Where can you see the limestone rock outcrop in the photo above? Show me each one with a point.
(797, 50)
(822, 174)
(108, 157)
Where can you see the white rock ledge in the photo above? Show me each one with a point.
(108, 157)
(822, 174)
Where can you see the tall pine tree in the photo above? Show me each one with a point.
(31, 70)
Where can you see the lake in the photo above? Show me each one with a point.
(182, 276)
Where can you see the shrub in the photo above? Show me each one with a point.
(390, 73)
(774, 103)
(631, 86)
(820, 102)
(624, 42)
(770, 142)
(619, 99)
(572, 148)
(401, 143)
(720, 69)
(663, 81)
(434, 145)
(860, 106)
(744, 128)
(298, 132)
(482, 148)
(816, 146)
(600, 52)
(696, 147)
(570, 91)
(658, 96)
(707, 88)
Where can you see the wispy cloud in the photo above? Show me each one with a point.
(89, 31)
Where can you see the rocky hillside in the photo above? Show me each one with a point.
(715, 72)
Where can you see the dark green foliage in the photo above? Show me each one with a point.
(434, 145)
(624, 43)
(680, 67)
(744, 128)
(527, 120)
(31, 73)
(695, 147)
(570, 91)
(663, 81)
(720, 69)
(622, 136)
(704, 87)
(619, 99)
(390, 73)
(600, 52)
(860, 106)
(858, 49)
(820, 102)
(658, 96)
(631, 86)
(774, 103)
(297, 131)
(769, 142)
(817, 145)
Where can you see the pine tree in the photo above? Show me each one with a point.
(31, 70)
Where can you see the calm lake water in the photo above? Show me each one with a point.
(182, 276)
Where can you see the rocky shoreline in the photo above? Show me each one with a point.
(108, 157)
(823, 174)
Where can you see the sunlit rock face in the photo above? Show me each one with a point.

────────────────────────────────────────

◆ Directions
The records above should be set down again word for word.

◆ The answer
Where can you see the limestone rock outcrop in the photo above? Show me each one with a point.
(797, 50)
(822, 174)
(108, 157)
Where can you see the white rock ledge in the photo above? Show me each one with a point.
(108, 157)
(822, 174)
Where can you see the tall pine tree in the photo above? Show me each one with a point.
(31, 70)
Where can you see the lake in the photo above? Show me each one with a point.
(182, 276)
Where can you see the shrub in the photo above? Show me each one with a point.
(390, 73)
(774, 103)
(631, 86)
(820, 102)
(624, 42)
(770, 142)
(619, 99)
(572, 148)
(401, 143)
(720, 69)
(663, 81)
(434, 145)
(860, 106)
(744, 128)
(298, 132)
(482, 148)
(816, 146)
(600, 52)
(696, 147)
(570, 91)
(658, 96)
(707, 88)
Where can you see the wispy cloud in the photo above? Show me each one with a point.
(89, 31)
Where can you see the rocky hillside in the photo above? Show me each one with a point.
(715, 72)
Where can you see the dark green foliage in the photo above? Show me each one with a point.
(434, 145)
(624, 43)
(680, 67)
(744, 128)
(527, 120)
(31, 73)
(695, 147)
(570, 91)
(663, 81)
(720, 69)
(622, 136)
(704, 87)
(619, 99)
(390, 73)
(600, 52)
(860, 106)
(858, 49)
(820, 102)
(658, 96)
(631, 86)
(774, 103)
(297, 131)
(769, 142)
(817, 145)
Where can you see the pine tree in the photo above? Show me each one with a point.
(31, 70)
Where can you see the calm lake water in the photo above? Show me each one with a point.
(182, 276)
Where can you see the rocky shoreline in the photo above? Show me each one with a point.
(108, 157)
(823, 174)
Where can you see the sunlit rock face in the photo above? Show me each one with a point.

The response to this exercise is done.